What is required :: Output the lines below as a JSON list of strings, with one string per line and no blank lines. Leave any picture out of the list.

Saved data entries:
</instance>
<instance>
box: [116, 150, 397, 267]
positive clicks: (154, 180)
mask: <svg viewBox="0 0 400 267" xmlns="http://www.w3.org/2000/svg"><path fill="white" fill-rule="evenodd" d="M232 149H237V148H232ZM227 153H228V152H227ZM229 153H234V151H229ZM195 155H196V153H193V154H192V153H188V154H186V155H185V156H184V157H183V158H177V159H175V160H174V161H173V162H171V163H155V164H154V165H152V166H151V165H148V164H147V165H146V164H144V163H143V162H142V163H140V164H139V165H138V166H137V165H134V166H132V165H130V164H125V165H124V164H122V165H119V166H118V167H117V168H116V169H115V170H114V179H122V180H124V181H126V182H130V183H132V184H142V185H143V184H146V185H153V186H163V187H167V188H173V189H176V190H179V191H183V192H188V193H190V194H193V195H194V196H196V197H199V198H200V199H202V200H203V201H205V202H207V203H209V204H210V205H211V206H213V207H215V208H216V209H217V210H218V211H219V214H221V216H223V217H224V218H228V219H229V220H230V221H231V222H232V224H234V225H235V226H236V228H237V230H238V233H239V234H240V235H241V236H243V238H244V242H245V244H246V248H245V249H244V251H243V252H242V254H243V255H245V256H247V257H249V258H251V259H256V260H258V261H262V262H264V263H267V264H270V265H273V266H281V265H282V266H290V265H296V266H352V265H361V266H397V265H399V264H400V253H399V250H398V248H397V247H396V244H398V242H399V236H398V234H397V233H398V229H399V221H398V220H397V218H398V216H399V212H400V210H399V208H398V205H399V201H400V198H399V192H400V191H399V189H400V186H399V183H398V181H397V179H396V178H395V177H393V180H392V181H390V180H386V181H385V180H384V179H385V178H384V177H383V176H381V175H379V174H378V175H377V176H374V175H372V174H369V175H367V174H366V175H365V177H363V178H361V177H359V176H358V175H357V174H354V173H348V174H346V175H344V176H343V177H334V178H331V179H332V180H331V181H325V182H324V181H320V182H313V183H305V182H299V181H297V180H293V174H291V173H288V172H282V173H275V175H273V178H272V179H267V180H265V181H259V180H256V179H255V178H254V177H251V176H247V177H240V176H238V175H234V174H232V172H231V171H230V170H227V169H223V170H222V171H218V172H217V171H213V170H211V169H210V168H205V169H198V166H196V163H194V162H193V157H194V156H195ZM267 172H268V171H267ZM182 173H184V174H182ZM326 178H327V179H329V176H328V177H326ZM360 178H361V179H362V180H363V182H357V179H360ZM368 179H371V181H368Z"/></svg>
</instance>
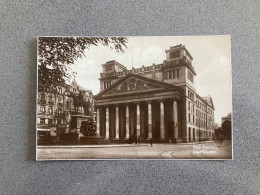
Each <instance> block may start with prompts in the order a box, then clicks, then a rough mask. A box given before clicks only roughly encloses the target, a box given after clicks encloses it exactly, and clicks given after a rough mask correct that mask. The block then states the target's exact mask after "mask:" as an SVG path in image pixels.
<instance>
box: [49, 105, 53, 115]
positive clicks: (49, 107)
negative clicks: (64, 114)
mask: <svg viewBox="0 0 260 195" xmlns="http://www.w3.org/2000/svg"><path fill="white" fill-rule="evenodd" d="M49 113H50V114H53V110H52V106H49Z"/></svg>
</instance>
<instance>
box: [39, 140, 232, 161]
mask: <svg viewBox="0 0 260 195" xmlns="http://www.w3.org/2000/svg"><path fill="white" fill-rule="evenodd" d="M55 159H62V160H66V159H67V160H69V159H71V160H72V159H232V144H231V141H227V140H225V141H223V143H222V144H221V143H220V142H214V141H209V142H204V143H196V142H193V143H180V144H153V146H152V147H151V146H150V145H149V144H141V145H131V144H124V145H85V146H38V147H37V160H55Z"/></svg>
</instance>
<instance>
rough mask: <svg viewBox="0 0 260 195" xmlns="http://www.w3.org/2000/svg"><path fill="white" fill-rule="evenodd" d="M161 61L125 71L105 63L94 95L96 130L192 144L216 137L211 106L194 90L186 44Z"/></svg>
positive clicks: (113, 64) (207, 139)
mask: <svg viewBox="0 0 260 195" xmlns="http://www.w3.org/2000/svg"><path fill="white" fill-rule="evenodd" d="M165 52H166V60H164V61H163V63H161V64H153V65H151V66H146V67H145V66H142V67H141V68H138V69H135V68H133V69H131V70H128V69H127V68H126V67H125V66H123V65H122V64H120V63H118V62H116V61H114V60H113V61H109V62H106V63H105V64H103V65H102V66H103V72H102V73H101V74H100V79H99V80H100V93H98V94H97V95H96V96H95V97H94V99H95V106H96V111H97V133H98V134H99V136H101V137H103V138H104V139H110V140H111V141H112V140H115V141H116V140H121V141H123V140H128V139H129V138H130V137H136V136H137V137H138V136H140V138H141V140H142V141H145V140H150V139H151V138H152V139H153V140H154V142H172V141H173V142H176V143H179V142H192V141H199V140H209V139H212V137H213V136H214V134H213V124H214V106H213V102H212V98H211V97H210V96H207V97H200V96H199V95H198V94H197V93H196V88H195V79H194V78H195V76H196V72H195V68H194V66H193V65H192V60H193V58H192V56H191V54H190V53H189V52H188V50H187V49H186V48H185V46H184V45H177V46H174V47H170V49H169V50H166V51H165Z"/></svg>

Exercise result ::
[
  "</instance>",
  "<instance>",
  "box: [116, 150, 397, 267]",
  "positive clicks: (154, 180)",
  "mask: <svg viewBox=\"0 0 400 267\" xmlns=\"http://www.w3.org/2000/svg\"><path fill=\"white\" fill-rule=\"evenodd\" d=\"M232 149H237V148H232ZM227 153H228V152H227ZM229 153H234V151H229ZM195 155H196V153H193V154H192V153H188V154H186V155H185V156H184V157H183V158H177V159H175V160H174V161H173V162H171V163H155V164H154V165H152V166H151V165H148V164H147V165H146V164H144V163H143V162H142V163H140V164H139V165H138V166H137V165H134V166H132V165H130V164H125V165H124V164H122V165H119V166H118V167H117V168H116V169H115V170H114V179H122V180H124V181H126V182H130V183H132V184H142V185H143V184H146V185H153V186H163V187H167V188H173V189H176V190H179V191H183V192H188V193H190V194H193V195H194V196H196V197H199V198H200V199H202V200H203V201H205V202H207V203H209V204H210V205H211V206H213V207H215V208H216V209H217V210H218V211H219V214H221V216H223V217H224V218H228V219H229V220H230V221H231V222H232V224H234V225H235V226H236V228H237V230H238V233H239V234H240V235H241V236H243V238H244V242H245V244H246V248H245V249H244V251H243V252H242V254H243V255H245V256H247V257H249V258H251V259H256V260H258V261H262V262H264V263H267V264H270V265H273V266H281V265H282V266H290V265H296V266H352V265H361V266H397V265H399V264H400V253H399V250H398V248H397V247H396V244H398V242H399V236H398V234H397V233H398V229H399V221H398V220H397V218H398V216H399V212H400V210H399V208H398V205H399V201H400V198H399V192H400V191H399V189H400V186H399V183H398V181H397V179H396V178H395V177H393V180H392V181H390V180H386V181H385V180H384V179H385V178H384V177H383V176H381V175H379V174H378V175H377V176H374V175H372V174H369V175H367V174H366V175H365V177H363V178H361V177H359V176H358V175H357V174H354V173H348V174H346V175H344V176H343V177H334V178H331V179H332V180H331V181H325V182H324V181H320V182H313V183H305V182H299V181H297V180H293V174H291V173H288V172H282V173H275V175H273V178H272V179H267V180H265V181H259V180H256V179H255V178H254V177H251V176H247V177H240V176H238V175H234V174H232V172H231V171H230V170H227V169H223V170H222V171H218V172H217V171H213V170H211V169H210V168H205V169H198V166H196V163H194V162H193V157H194V156H195ZM267 172H268V171H267ZM182 173H184V174H182ZM326 178H327V179H329V176H328V177H326ZM360 178H361V179H362V180H363V182H357V179H360ZM368 179H371V181H368Z\"/></svg>",
  "</instance>",
  "Each <instance> block may start with prompts in the order a box, then clicks, then a rough mask. A box given before clicks only roughly encloses the target, a box given after clicks encloses it exactly, and clicks given after a rough mask correct that mask. The block then states the target's exact mask after \"mask:\" as an SVG path in image pixels.",
  "<instance>",
  "box: [49, 105, 53, 115]",
  "positive clicks: (49, 107)",
  "negative clicks: (64, 114)",
  "mask: <svg viewBox=\"0 0 260 195\" xmlns=\"http://www.w3.org/2000/svg\"><path fill=\"white\" fill-rule=\"evenodd\" d=\"M49 113H50V114H53V110H52V106H49Z\"/></svg>",
  "</instance>",
  "<instance>",
  "box: [39, 140, 232, 161]",
  "mask: <svg viewBox=\"0 0 260 195\" xmlns=\"http://www.w3.org/2000/svg\"><path fill=\"white\" fill-rule=\"evenodd\" d=\"M55 159H62V160H66V159H67V160H69V159H71V160H72V159H232V144H231V141H227V140H225V141H223V143H222V144H221V143H220V142H214V141H209V142H204V143H196V142H193V143H180V144H153V146H152V147H151V146H150V145H149V144H141V145H131V144H124V145H85V146H38V147H37V160H55Z\"/></svg>",
  "</instance>",
  "<instance>",
  "rough mask: <svg viewBox=\"0 0 260 195\" xmlns=\"http://www.w3.org/2000/svg\"><path fill=\"white\" fill-rule=\"evenodd\" d=\"M161 61L125 71L105 63L94 95L96 130L192 144L216 137L211 106L194 90L186 44Z\"/></svg>",
  "positive clicks: (113, 64) (207, 139)",
  "mask: <svg viewBox=\"0 0 260 195\" xmlns=\"http://www.w3.org/2000/svg\"><path fill=\"white\" fill-rule=\"evenodd\" d=\"M165 52H166V60H164V61H163V63H161V64H153V65H151V66H146V67H145V66H142V67H141V68H138V69H135V68H133V69H131V70H128V69H127V68H126V67H125V66H123V65H122V64H120V63H118V62H116V61H114V60H113V61H109V62H106V63H105V64H103V65H102V66H103V72H102V73H101V74H100V79H99V80H100V93H98V94H97V95H96V96H95V97H94V99H95V106H96V111H97V133H98V134H99V136H101V137H103V138H104V139H110V140H111V141H112V140H115V141H116V140H121V141H123V140H128V139H129V138H130V137H136V136H137V137H138V136H140V138H141V140H142V141H145V140H150V139H151V138H152V139H153V140H154V142H172V141H173V142H176V143H179V142H192V141H199V140H209V139H212V137H213V136H214V134H213V124H214V106H213V102H212V98H211V97H210V96H207V97H200V96H199V95H198V94H197V93H196V88H195V79H194V78H195V76H196V72H195V68H194V66H193V65H192V60H193V58H192V56H191V54H190V53H189V52H188V50H187V49H186V48H185V46H184V45H177V46H174V47H170V49H169V50H166V51H165Z\"/></svg>"
]